Reproduce the items below, replacing "Indicate" with "Mark" everywhere it occurs and leaving everything else unchanged. Leave the pictures out of your version.
--- Begin MATERIAL ---
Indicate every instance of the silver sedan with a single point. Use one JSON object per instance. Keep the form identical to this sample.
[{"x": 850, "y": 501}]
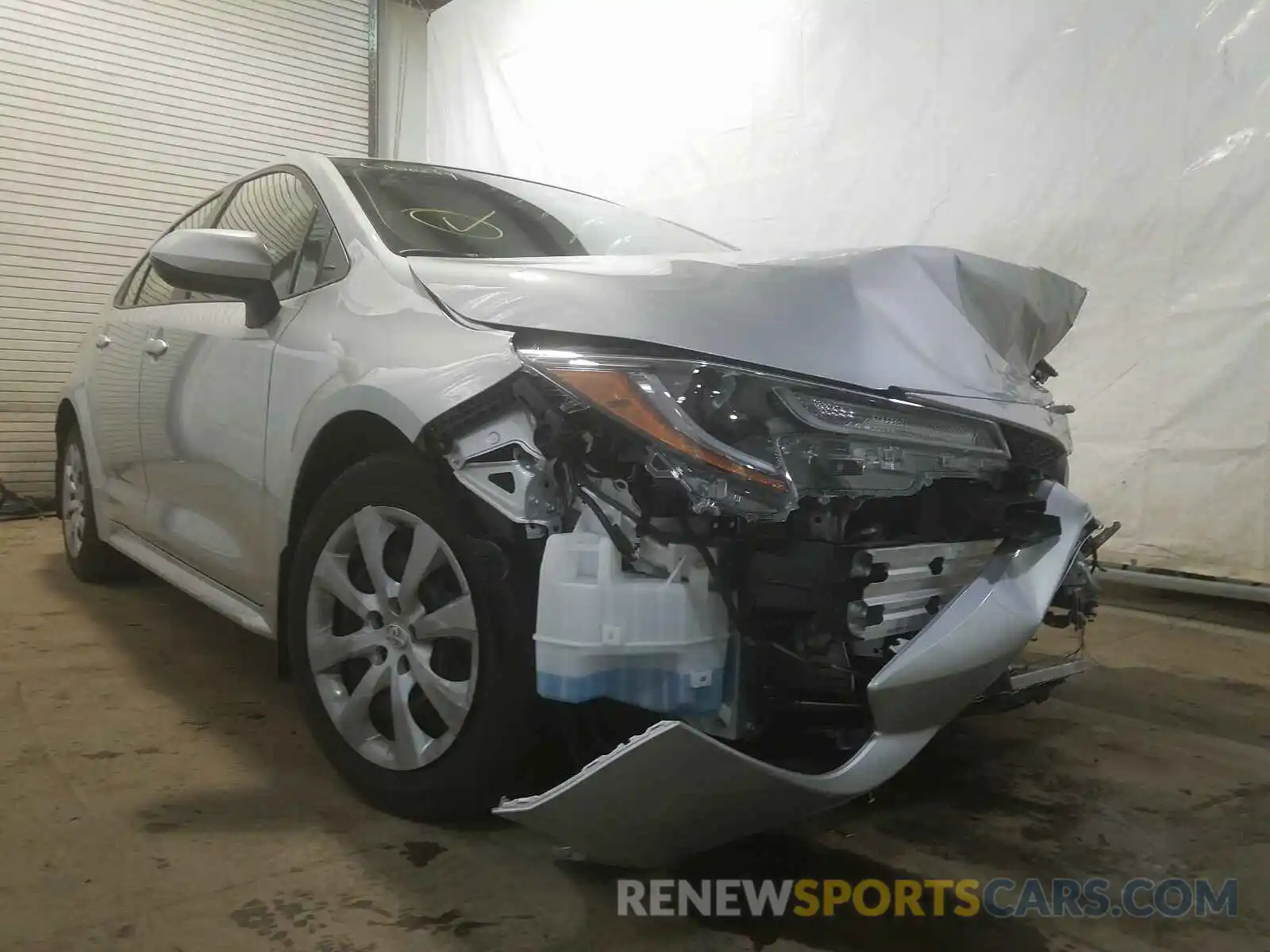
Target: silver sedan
[{"x": 507, "y": 469}]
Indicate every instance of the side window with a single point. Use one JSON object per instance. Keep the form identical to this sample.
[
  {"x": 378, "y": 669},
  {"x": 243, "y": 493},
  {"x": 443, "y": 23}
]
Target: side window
[
  {"x": 154, "y": 290},
  {"x": 321, "y": 258},
  {"x": 127, "y": 292},
  {"x": 279, "y": 209}
]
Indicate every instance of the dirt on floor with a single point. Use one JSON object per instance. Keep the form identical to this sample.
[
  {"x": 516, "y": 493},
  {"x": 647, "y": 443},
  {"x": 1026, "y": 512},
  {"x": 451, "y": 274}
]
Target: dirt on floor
[{"x": 158, "y": 791}]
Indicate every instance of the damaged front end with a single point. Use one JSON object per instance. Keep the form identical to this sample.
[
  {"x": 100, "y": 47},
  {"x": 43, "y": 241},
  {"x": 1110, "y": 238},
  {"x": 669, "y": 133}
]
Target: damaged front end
[{"x": 760, "y": 559}]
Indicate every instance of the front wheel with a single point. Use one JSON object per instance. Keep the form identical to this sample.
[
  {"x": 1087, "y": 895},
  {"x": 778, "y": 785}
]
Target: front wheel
[
  {"x": 89, "y": 558},
  {"x": 413, "y": 666}
]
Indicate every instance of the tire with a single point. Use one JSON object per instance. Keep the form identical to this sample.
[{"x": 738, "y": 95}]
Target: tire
[
  {"x": 89, "y": 558},
  {"x": 463, "y": 759}
]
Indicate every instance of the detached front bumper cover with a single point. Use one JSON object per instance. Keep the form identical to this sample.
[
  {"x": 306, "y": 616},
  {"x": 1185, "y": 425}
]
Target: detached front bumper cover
[{"x": 673, "y": 791}]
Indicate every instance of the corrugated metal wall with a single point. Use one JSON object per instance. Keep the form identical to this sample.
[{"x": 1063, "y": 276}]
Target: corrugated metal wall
[{"x": 114, "y": 117}]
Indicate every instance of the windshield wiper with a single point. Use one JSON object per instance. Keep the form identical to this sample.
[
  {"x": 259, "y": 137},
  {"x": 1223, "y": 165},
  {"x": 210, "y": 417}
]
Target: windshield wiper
[{"x": 436, "y": 253}]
--- End MATERIAL ---
THE OUTPUT.
Mark every instance of the silver sedan with a single point. Use one JSON object per instance. Keep the form identical to this sample.
[{"x": 850, "y": 501}]
Target: silver sedan
[{"x": 507, "y": 469}]
Mark every instance of the side window with a single point. Use one JSON object per instance. Keep the form identical to this sample.
[
  {"x": 378, "y": 669},
  {"x": 243, "y": 493},
  {"x": 443, "y": 23}
]
Target: side window
[
  {"x": 154, "y": 290},
  {"x": 321, "y": 258},
  {"x": 127, "y": 292},
  {"x": 279, "y": 209}
]
Mark every instance of the dirt on floor with a single point. Use one JSON object per instance. Keep the form identical to this sample.
[
  {"x": 516, "y": 493},
  {"x": 647, "y": 443},
  {"x": 1026, "y": 512},
  {"x": 451, "y": 274}
]
Target: dirt on floor
[{"x": 158, "y": 791}]
Mark every instance of the damaged front end with a single point. Use one JSON object per instance. Keep the form identical to this sample.
[
  {"x": 100, "y": 47},
  {"x": 43, "y": 241},
  {"x": 1110, "y": 238},
  {"x": 669, "y": 133}
]
Target: damaged front end
[{"x": 760, "y": 559}]
Mark every instance of the front wheel with a single point. Use one JSON object per instance. Keep the form identical to this sample.
[
  {"x": 1087, "y": 895},
  {"x": 778, "y": 785}
]
Target: front wheel
[
  {"x": 89, "y": 558},
  {"x": 413, "y": 666}
]
Mark every instance of the tire with a single point. Use one JSON object per instance. Keep the form identical to this sample.
[{"x": 738, "y": 95}]
Target: tire
[
  {"x": 89, "y": 558},
  {"x": 463, "y": 759}
]
Mark every instance of the detached front bumper cover with a single point. Use one JSON object per instance. Keep the form identical to this sample.
[
  {"x": 306, "y": 616},
  {"x": 1185, "y": 425}
]
Target: detached front bumper cover
[{"x": 673, "y": 791}]
Mark every instance of the corrugated metal wall with a single point. Use one JSON object per instance. Keep the form identical to this sample.
[{"x": 1063, "y": 276}]
Target: corrugated metal wall
[{"x": 114, "y": 117}]
Mark every instance of the windshield wiper with a single point. Use one JSON object per instance. Keep the form identical to this sample.
[
  {"x": 259, "y": 137},
  {"x": 1223, "y": 165},
  {"x": 210, "y": 417}
]
Target: windshield wiper
[{"x": 436, "y": 253}]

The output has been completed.